◆ EXTRAIT DE PAGE
Je reviens d’Inde du Sud. Si j’y ai vu l’Inde spirituelle que je voulais voir, la spiritualité ne s’est pas simplement révélée au travers de grands temples comme celui de Maduraï, où la vie religieuse est intense, mais au travers de massages ayurvédiques. Ce à quoi je ne m’attendais pas. L’ayurvéda, qui signifie “la connaissance de la vie”, est une voie thérapeutique millénaire pratiquée dans le sud de l’Inde et qui, combinant méditation, régime et massages, stoppe les maladies, soigne et rééquilibre les énergies. Bien qu’un pays comme la France ne soit pas hostile aux massages (témoin la considération accordée à la kinésithérapie, aux massages pratiqués en thalassothérapie. ..), ceux-ci sont davantage vécus comme un moyen de confort qui ne fait pas de mal que comme un moyen thérapeutique capable de vraiment faire du bien. Notre rationalisme en est la cause. Aimant pouvoir contrôler les choses mentalement dans le cadre d’une autorité scientifique reconnue, nous nous sentons démunis quand survient une thérapeutique dépassant nos cadres mentaux et sociaux habituels.
Le massage ayurvédique passe pour être brutal. Ce qu’il n’est pas, ce massage toujours tonique s’adaptant avec respect à ce que chacun peut endurer. Original en raison de sa prise en main singulière, il l’est surtout en raison des huiles utilisées, toutes à base d’herbes qui, afin d’être vraiment efficaces, sont associées à un bain de vapeur donné après le massage. De sorte que l’on a l’impression étonnante d’avoir été massé sous la peau avec une sensation de purification surprenante. C’est en voyant le maître de massage prier afin que les huiles prennent toute leur efficacité grâce à une relation au plan divin, que j’ai eu vraiment conscience non seulement d’être en Inde mais d’avoir affaire à un autre niveau de réalité. Qui, dans nos contrées, prie quand il dépose une huile sur un corps avant de masser? L’Inde est un pays où les masseurs sont encore des prêtres et les prêtres encore des masseurs. Ce n’est plus notre cas. Notre religion, quand elle existe, ne se fait plus avec les mains et nos mains ne sont plus religieuses. Il y a pourtant un pouvoir des mains. Le Christ, l’oint de Dieu comme le dit son nom, enveloppé par Dieu comme une huile enveloppe un corps, soignait en appliquant ses mains sur les corps malades. Par ces applications, il rétablissait le lien avec le Père, source ineffable de vie, matrice de tous les possibles et de toutes les énergies.

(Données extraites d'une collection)
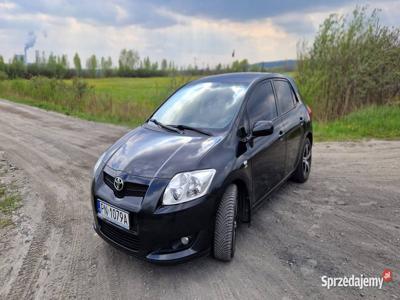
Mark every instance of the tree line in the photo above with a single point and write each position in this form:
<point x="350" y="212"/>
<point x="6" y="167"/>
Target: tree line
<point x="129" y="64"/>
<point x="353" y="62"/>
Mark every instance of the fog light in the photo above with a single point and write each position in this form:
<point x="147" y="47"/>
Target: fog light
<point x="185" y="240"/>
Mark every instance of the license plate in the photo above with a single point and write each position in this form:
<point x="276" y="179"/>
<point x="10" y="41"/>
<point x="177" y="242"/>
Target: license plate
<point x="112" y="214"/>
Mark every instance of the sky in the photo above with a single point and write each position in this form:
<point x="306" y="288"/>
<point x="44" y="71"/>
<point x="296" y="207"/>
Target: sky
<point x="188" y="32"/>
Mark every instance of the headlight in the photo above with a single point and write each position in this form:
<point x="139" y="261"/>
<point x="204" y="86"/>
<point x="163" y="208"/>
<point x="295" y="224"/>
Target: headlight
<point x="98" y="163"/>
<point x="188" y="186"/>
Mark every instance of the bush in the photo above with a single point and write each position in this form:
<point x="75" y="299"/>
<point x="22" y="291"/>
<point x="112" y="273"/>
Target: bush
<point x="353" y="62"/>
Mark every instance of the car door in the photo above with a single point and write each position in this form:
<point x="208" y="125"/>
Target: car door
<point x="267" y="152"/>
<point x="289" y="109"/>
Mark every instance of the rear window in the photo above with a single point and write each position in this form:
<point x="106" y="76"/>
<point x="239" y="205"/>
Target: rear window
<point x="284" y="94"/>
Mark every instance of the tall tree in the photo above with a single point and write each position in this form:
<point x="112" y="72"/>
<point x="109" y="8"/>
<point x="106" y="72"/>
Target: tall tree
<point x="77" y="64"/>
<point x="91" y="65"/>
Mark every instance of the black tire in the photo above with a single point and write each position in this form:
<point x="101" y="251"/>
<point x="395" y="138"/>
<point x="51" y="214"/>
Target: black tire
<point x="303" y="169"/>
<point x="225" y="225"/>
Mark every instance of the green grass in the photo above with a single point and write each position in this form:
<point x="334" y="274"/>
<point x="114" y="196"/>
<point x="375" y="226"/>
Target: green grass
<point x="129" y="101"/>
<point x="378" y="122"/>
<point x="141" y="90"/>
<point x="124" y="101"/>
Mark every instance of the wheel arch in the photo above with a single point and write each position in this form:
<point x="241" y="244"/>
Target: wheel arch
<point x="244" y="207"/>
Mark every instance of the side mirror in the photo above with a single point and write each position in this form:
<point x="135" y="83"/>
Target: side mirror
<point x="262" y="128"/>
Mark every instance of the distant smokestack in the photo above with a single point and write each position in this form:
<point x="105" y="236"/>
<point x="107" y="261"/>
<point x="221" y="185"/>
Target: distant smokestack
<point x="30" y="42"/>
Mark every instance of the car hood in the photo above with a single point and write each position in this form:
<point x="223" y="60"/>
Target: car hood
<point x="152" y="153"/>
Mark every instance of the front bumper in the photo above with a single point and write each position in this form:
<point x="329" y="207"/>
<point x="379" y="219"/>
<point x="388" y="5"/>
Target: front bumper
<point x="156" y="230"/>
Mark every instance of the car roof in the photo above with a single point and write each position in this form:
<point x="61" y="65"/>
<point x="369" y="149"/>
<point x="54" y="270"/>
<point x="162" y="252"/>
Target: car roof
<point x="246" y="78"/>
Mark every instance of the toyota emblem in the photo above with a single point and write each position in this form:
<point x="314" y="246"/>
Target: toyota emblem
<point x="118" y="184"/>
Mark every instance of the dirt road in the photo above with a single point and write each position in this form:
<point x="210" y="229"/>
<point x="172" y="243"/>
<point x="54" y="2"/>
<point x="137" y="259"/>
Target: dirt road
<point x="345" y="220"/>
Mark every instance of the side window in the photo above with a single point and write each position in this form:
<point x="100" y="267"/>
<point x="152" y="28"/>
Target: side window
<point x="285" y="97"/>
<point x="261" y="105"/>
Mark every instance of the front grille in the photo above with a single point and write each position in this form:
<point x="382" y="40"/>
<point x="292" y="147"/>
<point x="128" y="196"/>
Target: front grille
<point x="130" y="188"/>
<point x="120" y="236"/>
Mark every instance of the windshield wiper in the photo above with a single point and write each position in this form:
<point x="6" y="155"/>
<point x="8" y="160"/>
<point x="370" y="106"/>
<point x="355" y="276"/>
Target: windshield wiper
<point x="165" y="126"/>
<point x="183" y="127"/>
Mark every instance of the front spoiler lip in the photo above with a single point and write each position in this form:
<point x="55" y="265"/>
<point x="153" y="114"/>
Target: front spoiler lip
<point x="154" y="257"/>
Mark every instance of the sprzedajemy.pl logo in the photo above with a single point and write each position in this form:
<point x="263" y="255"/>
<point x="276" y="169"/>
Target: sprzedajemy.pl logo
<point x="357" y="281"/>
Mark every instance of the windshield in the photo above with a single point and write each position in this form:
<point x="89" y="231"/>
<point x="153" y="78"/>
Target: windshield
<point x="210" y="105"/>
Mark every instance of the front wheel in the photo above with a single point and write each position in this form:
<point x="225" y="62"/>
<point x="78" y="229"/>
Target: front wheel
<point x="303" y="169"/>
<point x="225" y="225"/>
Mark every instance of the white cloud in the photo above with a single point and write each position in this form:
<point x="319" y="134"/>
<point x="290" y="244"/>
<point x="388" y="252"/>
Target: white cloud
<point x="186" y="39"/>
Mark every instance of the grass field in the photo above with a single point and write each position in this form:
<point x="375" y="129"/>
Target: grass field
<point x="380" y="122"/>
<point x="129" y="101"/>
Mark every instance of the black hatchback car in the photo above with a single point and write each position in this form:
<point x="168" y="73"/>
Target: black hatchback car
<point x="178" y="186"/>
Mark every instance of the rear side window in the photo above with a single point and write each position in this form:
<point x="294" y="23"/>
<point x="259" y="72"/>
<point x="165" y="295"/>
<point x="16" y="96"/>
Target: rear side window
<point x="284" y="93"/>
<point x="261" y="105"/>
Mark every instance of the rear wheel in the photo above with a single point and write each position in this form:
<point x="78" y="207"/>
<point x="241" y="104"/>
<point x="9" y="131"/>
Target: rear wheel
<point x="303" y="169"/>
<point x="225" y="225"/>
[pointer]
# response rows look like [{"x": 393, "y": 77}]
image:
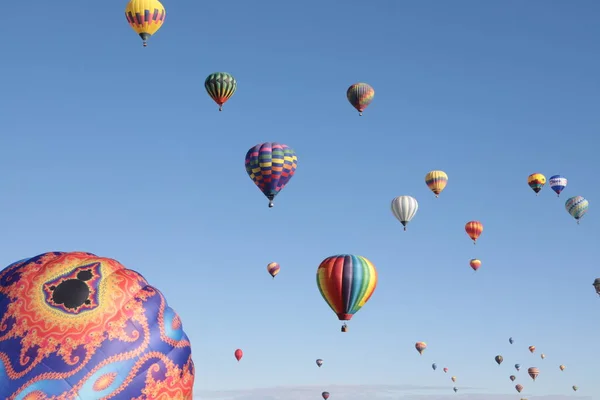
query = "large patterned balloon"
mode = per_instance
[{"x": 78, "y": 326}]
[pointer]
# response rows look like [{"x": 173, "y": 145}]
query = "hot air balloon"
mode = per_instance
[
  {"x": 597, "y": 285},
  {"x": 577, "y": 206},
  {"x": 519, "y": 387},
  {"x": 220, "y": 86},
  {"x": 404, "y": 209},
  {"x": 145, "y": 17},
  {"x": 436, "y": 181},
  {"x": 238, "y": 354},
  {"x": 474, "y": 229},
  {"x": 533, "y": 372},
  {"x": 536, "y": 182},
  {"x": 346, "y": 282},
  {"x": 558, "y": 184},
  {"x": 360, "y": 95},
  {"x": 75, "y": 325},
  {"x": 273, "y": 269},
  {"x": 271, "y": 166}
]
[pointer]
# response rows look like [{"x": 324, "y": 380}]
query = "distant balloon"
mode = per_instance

◆ CONSIGNE
Reprenez le texte sur le massage ayurvédique après sa dernière phrase et prolongez-le de quelques lignes.

◆ RÉPONSE
Le monde occidental s’est coupé du lien avec le Père. D’où sa difficulté à soigner. Si la médecine fait des prouesses quand elle aborde le corps comme une machine, elle est démunie quand il s’agit d’envisager celui-ci sur le plan de l’être. L’être étant lié au fait miraculeux de la vie, on est dans l’être à chaque fois que l’on est dans une sensation profonde d’existence, seule une telle sensation étant en mesure de nous faire sentir le miracle d’exister.
Quand on est heureux et en pleine santé, se sentant exister, notre corps comme notre existence sont un miracle en acte. Ils sont l’être-fait chair. Quand on perd son lien avec l’être et la sensation miraculeuse qui va avec lui, l’être entier connaît les affres de la souffrance psychique et physique à travers un exil ontologique. Les maîtres de l’ayurvéda sont dans l’esprit du Christ. “Ce n’est pas nous qui soignons, m’a dit un maître de massage. Ce sont nos mains qui nous disent où soigner, Quand on laisse la vie agir, on a le ciel au bout des doigts.”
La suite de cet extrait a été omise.